• [Testo citato]:
......

Esclusiva

Ottobre 27 2025
La scuola scende in piazza per l’emergenza istruzione

Una protesta contro le nuove indicazioni nazionali, accusate di riportare l’insegnamento a un modello arcaico e selettivo

L’audio degli altoparlanti è disturbato, a tratti indistinguibile. Le parole si confondono in un ronzio statico, mentre tra la folla serpeggia un brusio di insofferenza. Eppure, nessuno indietreggia: nella mattina del 18 ottobre 2025 a Roma, decine di persone restano ferme davanti al Ministero dell’Istruzione e del Merito, schierate con determinazione.

Malgrado i problemi tecnici, la richiesta di essere ascoltati resta viva. Partecipanti irremovibili alzano sempre più in alto bandiere rosse su cui si leggono sigle sindacali o slogan pro-scuola democratica, mentre gli studenti presenti danno il via a cori dal testo: “No alla scuola del passato, Valditara torna al presente”.

Tra i manifestanti vi è un intento comune: quello di protestare contro le nuove indicazioni nazionali per la scuola dell’infanzia e del primo ciclo di istruzione, percepite come il ritorno di un insegnamento arcaico, autoritario e selettivo. Nella folla di questa manifestazione, organizzata dal Tavolo nazionale per la scuola democratica, si mischiano genitori, figli, lavoratori, studenti e professori, accomunati dalla volontà di difendere l’idea opposta, ovvero quella di una scuola inclusiva e accessibile a tutti.

......

• [Dati forniti]:
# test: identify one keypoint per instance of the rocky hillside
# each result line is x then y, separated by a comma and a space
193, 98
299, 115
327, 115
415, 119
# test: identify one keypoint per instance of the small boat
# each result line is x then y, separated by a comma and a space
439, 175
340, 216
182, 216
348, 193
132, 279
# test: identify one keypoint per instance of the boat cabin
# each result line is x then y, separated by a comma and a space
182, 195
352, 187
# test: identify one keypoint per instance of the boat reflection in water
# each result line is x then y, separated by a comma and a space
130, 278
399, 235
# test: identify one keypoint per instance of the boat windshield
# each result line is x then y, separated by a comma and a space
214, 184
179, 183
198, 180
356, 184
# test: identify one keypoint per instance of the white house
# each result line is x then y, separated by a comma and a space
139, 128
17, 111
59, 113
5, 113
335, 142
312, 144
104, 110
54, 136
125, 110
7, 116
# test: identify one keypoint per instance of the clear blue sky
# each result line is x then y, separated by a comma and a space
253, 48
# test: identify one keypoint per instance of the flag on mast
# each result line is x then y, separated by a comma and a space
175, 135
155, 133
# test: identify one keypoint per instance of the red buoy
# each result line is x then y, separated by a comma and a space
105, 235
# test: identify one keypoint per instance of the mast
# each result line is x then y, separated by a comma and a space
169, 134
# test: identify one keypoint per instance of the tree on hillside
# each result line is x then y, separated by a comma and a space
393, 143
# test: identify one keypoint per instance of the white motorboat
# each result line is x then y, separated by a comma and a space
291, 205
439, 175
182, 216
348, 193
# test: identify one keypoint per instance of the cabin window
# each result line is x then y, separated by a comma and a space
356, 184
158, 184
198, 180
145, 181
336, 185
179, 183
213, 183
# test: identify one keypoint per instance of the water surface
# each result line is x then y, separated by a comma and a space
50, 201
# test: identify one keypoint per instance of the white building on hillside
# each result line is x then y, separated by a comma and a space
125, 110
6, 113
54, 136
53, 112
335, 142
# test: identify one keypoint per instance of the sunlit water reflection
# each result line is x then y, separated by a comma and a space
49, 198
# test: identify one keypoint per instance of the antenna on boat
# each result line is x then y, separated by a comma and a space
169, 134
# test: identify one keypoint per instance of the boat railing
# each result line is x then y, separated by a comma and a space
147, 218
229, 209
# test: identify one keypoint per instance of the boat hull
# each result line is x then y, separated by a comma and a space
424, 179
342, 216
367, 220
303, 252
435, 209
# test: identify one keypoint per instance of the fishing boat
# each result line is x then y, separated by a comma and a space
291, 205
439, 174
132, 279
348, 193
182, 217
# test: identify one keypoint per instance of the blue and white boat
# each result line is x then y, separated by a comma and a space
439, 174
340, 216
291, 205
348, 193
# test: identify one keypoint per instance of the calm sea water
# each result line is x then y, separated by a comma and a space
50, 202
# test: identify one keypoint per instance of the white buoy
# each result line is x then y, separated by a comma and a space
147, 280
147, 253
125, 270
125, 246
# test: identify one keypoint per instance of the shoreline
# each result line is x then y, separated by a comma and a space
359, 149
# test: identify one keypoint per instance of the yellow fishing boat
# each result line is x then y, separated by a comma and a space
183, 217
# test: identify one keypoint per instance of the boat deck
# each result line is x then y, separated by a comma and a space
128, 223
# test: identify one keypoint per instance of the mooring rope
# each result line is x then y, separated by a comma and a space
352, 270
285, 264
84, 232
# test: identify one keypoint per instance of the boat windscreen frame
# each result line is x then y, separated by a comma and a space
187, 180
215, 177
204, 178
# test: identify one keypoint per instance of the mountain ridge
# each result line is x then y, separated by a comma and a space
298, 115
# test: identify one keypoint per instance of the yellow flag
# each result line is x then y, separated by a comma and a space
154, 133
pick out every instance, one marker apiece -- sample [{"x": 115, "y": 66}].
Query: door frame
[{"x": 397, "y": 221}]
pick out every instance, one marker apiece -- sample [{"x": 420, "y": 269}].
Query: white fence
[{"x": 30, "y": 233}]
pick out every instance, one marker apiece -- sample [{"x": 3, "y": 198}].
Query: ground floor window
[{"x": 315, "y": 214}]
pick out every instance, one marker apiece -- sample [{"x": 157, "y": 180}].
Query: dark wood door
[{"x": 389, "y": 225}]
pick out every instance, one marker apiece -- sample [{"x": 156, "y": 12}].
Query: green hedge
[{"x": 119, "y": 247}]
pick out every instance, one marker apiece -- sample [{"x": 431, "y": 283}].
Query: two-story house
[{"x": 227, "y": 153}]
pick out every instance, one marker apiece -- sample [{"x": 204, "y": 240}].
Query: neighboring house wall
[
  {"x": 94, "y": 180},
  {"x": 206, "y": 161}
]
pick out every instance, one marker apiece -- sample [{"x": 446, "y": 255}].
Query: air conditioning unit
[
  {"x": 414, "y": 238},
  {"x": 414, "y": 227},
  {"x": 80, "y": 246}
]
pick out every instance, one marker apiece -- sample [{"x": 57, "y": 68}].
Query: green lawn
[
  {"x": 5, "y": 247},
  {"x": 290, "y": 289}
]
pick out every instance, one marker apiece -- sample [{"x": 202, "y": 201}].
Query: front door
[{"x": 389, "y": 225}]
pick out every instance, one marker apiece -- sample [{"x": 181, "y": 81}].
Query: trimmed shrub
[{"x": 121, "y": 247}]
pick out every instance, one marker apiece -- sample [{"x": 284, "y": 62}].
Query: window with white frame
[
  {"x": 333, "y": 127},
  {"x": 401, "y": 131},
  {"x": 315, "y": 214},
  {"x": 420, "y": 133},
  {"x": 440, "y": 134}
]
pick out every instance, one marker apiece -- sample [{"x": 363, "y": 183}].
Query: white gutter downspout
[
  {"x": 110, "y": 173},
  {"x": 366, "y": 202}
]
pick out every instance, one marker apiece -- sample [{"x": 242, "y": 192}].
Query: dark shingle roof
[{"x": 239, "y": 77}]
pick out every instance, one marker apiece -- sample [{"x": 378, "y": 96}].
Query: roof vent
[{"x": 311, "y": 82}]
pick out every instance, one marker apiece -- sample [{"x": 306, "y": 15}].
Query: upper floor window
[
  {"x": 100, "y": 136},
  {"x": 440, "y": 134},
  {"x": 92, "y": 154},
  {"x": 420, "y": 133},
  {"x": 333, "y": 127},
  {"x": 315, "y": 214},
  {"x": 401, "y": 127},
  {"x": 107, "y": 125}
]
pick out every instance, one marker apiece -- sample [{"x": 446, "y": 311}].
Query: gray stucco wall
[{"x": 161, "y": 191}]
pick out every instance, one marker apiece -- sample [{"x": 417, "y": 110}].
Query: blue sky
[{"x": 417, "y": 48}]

......

• [Obiettivo dell'esercizio]:
Nell'articolo sulla protesta per la scuola, quali gruppi di persone si mischiano nella folla della manifestazione? Elencali tutti.

• [Soluzione del problema]:
- genitori
- figli
- lavoratori
- studenti
- professori